▶ _PASSAGE SHOWN_:

--- START ---

Seminar: Biomolecular scaffolds for enhanced biomass processing and tumor marker detection

Speaker: Dr. SUN QING
               Texas A&M University
Host: Prof. Zhang Zhang
Time: 11:00-12:00, Jan 8th, 2020
Location: The first floor conference room, BIG, CAS/CNCB

Speaker introduction
Dr. Sun joined The Artie McFerrin Department of Chemical Engineering in January 2018 as Assistant Professor. In 2015, she obtained her PhD from the Chemical and Biomolecular Engineering department at the University of Delaware, under the mentorship of Professor Wilfred Chen. Thereafter, she did postdoc training under the supervision of Professor Dr. Timothy K. Lu in Synthetic Biology Center at the Massachusetts Institute of Technology.

Her research interests are synthetic biology with advancing designs and applications. Using expertise in molecular engineering, protein engineering, and microbial consortia engineering, she aims to develop new techniques to reprogram gut microbiome, protein machinery and biomaterials for environmental and biomedical applications.

--- END ---

▶ _PROBLEMS AND TASKS_:
1. Render this sentence from the seminar announcement into Spanish: "Dr. Sun joined The Artie McFerrin Department of Chemical Engineering in January 2018 as Assistant Professor."
2. Please reproduce, word for word, the portion of the seminar announcement that opens with the words containing "Her research interests" and closes with "and biomedical applications.".

Stored dataset items

--- START ---

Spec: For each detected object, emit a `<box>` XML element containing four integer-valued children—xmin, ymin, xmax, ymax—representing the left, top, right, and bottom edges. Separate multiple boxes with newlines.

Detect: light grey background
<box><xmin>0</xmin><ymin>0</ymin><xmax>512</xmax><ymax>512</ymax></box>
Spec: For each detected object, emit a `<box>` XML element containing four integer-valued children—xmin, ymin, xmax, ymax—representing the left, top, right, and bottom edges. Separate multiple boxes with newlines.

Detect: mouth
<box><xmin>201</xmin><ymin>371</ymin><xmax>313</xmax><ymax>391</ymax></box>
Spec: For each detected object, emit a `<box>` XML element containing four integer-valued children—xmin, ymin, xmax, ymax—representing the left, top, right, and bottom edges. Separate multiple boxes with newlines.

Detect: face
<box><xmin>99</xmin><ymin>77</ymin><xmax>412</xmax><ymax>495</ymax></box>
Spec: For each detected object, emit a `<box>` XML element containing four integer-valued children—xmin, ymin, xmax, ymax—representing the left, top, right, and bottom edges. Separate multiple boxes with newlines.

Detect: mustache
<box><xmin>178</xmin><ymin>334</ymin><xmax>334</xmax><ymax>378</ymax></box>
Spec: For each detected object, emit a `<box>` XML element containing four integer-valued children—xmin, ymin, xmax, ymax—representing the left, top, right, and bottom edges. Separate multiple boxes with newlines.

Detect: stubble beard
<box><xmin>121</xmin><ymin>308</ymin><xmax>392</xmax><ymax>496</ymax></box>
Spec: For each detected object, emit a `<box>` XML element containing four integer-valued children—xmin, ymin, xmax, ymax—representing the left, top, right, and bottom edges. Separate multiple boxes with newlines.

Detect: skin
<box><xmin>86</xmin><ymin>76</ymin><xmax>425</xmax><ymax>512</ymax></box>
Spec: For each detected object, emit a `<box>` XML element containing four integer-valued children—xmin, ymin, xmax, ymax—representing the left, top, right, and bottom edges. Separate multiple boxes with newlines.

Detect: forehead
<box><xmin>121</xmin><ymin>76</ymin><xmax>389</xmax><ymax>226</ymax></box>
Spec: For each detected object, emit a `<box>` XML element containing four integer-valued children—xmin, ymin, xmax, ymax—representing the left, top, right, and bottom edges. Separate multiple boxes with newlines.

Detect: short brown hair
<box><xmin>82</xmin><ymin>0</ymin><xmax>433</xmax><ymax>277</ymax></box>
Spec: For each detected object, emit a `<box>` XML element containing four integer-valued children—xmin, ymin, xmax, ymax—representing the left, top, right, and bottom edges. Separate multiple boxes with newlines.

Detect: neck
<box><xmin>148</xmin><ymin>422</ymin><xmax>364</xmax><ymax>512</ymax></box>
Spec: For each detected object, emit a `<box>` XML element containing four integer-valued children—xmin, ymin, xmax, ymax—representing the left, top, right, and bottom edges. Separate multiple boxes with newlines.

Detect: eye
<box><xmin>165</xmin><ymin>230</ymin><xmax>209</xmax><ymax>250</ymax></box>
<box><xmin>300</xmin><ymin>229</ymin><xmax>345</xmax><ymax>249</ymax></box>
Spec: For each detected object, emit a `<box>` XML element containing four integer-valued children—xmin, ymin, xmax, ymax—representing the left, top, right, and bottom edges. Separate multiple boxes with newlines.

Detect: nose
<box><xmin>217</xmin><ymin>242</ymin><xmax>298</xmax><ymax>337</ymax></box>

--- END ---

▶ _ANSWER SET_:
1. La Dra. Sun se incorporó al Departamento de Ingeniería Química Artie McFerrin en enero de 2018 como profesora asistente.

2.
Her research interests are synthetic biology with advancing designs and applications. Using expertise in molecular engineering, protein engineering, and microbial consortia engineering, she aims to develop new techniques to reprogram gut microbiome, protein machinery and biomaterials for environmental and biomedical applications.